QUOTED TEXT →

It’s common for large companies to embark, every few years, on an organizational redesign in pursuit of better performance. Leaders design the new structure intending to change how people work. In the hope of creating meaningfully better business results, they put in place new reporting lines and move boxes on organizational charts, confident that the company will garner the full benefits of the redesign.
Many in the organization don’t share their leaders’ optimism, however. Only 36% of people working in new structures believe the redesign will meet all expectations—vs. 88% of leaders—according to our recent survey of nearly 1,000 global executives and employees who have recently undergone such a change.
The disconnect highlights the reason why so many new models eventually fall short: an insufficient focus on how the organization will “live” the new design long term. This is especially critical now, as many organizations reinvent their operating models to capture the benefit of generative AI. Making that shift stick requires more than structure—it demands new habits and new ways of working.
Unlike merger integrations, in which business continuity planning is standard, in reorganizations, leaders often assume details will get sorted out as they go. Without a plan to work differently, however, their companies slide back into old patterns before the ink on the new org chart is dry.

[Extracted records]
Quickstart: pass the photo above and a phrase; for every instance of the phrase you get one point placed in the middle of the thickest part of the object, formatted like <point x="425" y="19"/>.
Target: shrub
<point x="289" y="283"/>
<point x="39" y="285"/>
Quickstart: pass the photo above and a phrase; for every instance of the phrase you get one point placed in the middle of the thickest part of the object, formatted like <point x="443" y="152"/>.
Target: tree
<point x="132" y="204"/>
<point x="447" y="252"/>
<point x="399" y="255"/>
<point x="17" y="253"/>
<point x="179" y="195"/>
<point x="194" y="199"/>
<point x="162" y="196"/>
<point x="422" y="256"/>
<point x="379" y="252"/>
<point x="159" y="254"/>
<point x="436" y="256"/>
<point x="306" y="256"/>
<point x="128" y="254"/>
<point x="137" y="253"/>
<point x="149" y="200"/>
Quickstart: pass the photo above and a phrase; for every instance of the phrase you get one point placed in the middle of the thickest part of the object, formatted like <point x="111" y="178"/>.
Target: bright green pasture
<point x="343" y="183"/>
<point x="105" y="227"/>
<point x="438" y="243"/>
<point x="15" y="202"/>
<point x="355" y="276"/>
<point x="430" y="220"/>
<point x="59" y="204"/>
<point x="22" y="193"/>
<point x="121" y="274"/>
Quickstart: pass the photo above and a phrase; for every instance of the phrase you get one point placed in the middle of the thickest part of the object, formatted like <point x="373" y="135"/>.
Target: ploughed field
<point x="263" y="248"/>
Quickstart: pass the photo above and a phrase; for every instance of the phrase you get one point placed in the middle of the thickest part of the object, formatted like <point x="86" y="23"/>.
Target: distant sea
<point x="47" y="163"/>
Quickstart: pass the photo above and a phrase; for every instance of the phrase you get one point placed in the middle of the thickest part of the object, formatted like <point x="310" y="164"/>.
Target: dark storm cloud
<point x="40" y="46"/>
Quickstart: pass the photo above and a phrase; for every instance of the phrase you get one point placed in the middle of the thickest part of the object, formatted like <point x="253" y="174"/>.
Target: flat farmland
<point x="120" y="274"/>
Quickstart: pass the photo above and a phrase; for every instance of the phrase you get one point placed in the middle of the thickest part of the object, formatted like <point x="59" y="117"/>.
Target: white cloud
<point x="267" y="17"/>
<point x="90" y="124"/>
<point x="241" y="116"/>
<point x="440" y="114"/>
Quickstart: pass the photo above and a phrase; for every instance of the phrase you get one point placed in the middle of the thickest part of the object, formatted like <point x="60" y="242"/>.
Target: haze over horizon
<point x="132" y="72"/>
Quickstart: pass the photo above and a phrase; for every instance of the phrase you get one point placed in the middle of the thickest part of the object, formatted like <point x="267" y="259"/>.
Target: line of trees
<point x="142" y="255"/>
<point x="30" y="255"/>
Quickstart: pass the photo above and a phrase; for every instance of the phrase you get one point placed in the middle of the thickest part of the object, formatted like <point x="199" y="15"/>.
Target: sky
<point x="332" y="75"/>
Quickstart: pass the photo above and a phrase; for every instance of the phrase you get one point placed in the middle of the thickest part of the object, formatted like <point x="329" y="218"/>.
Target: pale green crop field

DIRECTION → Can you write out the passage on organizational redesign in full, word for word?

RESULT FOR THIS TASK →
It’s common for large companies to embark, every few years, on an organizational redesign in pursuit of better performance. Leaders design the new structure intending to change how people work. In the hope of creating meaningfully better business results, they put in place new reporting lines and move boxes on organizational charts, confident that the company will garner the full benefits of the redesign.
Many in the organization don’t share their leaders’ optimism, however. Only 36% of people working in new structures believe the redesign will meet all expectations—vs. 88% of leaders—according to our recent survey of nearly 1,000 global executives and employees who have recently undergone such a change.
The disconnect highlights the reason why so many new models eventually fall short: an insufficient focus on how the organization will “live” the new design long term. This is especially critical now, as many organizations reinvent their operating models to capture the benefit of generative AI. Making that shift stick requires more than structure—it demands new habits and new ways of working.
Unlike merger integrations, in which business continuity planning is standard, in reorganizations, leaders often assume details will get sorted out as they go. Without a plan to work differently, however, their companies slide back into old patterns before the ink on the new org chart is dry.